* TÂCHE À RÉALISER: Convertis en CSV à deux colonnes, « texte » et « reponse », les seules entrées allant de la ligne contenant « the pink petal » jusqu'à celle contenant « <point>150,250</point> », bornes incluses. Produis un enregistrement par entrée, avec chaque champ entre guillemets et les retours à la ligne remplacés par des espaces.

(Entrées du jeu de données d'annotation par points)
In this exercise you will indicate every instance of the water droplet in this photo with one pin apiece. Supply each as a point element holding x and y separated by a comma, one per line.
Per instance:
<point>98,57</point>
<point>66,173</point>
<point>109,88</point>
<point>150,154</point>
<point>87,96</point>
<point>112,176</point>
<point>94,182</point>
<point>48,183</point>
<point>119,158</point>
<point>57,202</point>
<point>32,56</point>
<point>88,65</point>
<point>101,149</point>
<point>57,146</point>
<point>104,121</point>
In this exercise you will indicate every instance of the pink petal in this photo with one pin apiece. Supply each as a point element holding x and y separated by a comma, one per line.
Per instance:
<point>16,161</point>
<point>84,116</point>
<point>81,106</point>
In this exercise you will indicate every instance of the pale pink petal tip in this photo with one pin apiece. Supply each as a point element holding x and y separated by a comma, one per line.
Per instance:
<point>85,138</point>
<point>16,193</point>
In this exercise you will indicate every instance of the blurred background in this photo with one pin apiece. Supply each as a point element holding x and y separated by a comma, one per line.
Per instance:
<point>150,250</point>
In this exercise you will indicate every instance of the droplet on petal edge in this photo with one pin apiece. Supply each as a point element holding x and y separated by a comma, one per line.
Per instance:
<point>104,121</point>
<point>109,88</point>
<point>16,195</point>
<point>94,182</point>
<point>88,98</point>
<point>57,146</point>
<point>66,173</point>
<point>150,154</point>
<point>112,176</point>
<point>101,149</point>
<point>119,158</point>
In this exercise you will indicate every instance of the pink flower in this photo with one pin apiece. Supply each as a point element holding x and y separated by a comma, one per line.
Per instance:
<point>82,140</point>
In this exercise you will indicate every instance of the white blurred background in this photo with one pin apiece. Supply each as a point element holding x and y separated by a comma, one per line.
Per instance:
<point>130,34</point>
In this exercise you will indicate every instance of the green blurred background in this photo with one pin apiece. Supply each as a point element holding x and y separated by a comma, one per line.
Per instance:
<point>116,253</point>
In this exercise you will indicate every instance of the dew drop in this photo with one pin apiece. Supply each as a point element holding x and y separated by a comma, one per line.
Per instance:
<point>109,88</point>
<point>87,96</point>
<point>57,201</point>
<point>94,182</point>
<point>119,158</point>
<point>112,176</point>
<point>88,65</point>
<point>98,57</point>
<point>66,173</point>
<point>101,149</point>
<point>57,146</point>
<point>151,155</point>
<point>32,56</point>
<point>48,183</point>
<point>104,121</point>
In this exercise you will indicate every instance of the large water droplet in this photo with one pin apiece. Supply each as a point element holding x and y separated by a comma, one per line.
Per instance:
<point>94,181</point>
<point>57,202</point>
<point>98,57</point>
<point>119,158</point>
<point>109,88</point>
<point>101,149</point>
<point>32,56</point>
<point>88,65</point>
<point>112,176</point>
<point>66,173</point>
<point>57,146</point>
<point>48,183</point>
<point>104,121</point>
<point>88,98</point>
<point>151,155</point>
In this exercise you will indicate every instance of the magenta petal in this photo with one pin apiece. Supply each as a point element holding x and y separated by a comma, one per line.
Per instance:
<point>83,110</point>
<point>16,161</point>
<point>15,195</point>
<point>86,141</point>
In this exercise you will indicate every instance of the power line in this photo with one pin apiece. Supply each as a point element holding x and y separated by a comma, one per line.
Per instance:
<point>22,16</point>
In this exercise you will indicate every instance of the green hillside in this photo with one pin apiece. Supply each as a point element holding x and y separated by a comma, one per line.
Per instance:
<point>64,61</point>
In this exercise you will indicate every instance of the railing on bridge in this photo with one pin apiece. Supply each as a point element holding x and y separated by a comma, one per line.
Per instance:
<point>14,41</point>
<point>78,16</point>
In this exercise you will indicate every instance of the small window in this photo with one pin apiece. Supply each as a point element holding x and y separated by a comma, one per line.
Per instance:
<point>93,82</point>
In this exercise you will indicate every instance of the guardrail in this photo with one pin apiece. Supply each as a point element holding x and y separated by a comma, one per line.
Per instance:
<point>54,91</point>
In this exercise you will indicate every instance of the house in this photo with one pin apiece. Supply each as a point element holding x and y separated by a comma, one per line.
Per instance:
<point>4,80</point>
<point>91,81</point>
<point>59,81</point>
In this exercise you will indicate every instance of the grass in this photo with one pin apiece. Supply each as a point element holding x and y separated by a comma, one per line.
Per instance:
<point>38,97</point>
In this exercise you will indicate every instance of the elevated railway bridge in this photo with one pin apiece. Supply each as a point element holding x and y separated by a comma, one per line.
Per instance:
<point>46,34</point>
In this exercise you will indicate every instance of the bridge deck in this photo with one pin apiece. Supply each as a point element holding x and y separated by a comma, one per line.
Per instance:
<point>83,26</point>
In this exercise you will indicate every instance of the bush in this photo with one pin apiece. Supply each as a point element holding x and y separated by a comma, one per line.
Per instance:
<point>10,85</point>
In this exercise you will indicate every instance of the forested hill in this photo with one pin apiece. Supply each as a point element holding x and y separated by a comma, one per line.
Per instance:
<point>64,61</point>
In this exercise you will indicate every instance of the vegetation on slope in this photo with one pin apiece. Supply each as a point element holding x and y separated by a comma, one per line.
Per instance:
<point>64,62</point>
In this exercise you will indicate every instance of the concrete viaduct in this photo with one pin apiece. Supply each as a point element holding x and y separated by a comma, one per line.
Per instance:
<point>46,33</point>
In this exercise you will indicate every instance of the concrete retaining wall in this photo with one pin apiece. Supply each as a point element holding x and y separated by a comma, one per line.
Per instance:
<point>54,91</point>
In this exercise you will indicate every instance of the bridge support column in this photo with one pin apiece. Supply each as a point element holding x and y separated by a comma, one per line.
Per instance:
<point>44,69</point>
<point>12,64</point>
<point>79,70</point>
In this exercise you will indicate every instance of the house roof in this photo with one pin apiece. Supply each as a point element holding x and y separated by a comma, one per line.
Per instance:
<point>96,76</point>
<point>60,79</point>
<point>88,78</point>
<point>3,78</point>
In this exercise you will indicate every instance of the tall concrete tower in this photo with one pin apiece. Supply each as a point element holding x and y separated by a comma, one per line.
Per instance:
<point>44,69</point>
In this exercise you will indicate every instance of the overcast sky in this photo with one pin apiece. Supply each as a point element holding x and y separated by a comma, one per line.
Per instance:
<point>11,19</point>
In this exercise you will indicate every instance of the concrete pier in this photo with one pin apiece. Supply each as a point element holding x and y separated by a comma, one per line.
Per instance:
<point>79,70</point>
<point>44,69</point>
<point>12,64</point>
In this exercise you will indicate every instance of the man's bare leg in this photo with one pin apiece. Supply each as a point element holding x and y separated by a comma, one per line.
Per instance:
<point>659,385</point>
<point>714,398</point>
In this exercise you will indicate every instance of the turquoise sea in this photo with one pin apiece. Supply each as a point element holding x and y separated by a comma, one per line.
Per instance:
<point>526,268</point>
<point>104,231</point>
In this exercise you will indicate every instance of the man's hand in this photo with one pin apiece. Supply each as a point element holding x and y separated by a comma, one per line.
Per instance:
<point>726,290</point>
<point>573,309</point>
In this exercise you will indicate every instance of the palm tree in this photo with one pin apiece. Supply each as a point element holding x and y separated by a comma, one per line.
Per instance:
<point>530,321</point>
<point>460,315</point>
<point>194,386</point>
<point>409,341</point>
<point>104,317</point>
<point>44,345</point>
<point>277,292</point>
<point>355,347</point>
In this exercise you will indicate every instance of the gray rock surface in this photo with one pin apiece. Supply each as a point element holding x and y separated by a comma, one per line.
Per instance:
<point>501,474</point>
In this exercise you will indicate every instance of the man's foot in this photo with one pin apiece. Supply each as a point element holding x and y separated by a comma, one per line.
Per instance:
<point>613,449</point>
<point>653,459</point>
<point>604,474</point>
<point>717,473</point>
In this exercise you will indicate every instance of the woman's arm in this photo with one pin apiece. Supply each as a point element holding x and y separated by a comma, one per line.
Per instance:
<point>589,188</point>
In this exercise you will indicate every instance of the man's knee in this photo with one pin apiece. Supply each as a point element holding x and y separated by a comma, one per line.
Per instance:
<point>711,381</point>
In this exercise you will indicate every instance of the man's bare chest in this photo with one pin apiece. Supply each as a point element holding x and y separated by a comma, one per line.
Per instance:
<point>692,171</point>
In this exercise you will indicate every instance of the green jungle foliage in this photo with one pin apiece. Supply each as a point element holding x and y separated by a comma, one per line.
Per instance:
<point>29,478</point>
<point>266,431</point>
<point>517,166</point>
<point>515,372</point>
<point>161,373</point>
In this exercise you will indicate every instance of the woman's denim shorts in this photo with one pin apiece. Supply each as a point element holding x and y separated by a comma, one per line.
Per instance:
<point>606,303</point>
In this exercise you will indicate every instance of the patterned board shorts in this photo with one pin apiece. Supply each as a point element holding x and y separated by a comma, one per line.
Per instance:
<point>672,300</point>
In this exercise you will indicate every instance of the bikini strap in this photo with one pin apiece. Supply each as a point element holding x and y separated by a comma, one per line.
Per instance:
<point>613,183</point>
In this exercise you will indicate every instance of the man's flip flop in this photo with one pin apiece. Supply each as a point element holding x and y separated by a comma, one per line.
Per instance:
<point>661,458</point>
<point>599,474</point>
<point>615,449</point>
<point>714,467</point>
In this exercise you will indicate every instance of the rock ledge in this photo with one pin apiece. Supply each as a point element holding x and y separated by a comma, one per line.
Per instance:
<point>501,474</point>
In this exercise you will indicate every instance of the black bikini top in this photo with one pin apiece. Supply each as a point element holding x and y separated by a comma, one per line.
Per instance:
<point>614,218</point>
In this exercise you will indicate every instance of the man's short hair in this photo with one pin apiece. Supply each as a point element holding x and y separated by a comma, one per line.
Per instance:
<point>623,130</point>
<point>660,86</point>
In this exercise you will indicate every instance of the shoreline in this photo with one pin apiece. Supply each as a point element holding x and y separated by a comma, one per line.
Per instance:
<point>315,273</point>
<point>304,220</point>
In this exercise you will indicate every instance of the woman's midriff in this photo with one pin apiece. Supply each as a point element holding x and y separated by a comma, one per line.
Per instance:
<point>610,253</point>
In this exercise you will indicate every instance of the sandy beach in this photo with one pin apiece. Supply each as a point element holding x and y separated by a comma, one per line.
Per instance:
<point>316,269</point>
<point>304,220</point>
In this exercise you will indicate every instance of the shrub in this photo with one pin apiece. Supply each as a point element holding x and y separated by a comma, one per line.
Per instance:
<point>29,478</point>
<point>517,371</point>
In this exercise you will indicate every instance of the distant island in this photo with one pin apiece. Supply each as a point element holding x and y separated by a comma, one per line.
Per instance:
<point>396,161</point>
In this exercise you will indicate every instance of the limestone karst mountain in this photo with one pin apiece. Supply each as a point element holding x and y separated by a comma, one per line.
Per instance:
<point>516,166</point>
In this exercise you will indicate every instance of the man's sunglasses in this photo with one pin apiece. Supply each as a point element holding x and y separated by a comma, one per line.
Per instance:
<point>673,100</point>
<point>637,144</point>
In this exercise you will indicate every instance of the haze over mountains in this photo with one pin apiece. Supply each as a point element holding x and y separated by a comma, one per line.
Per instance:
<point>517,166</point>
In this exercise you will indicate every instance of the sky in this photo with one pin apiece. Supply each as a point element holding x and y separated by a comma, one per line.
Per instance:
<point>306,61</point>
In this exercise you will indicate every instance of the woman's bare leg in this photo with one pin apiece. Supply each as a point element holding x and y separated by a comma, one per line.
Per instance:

* CORRIGÉ:
texte,reponse
"In this exercise you will indicate every instance of the pink petal in this photo with one pin apiece. Supply each as a point element holding x and y separated by a comma, one per line. Per instance:","<point>16,161</point> <point>84,116</point> <point>81,106</point>"
"In this exercise you will indicate every instance of the pale pink petal tip in this photo with one pin apiece. Supply each as a point element holding x and y separated by a comma, one per line. Per instance:","<point>85,138</point> <point>16,193</point>"
"In this exercise you will indicate every instance of the blurred background in this photo with one pin apiece. Supply each as a point element holding x and y separated by a comma, one per line. Per instance:","<point>150,250</point>"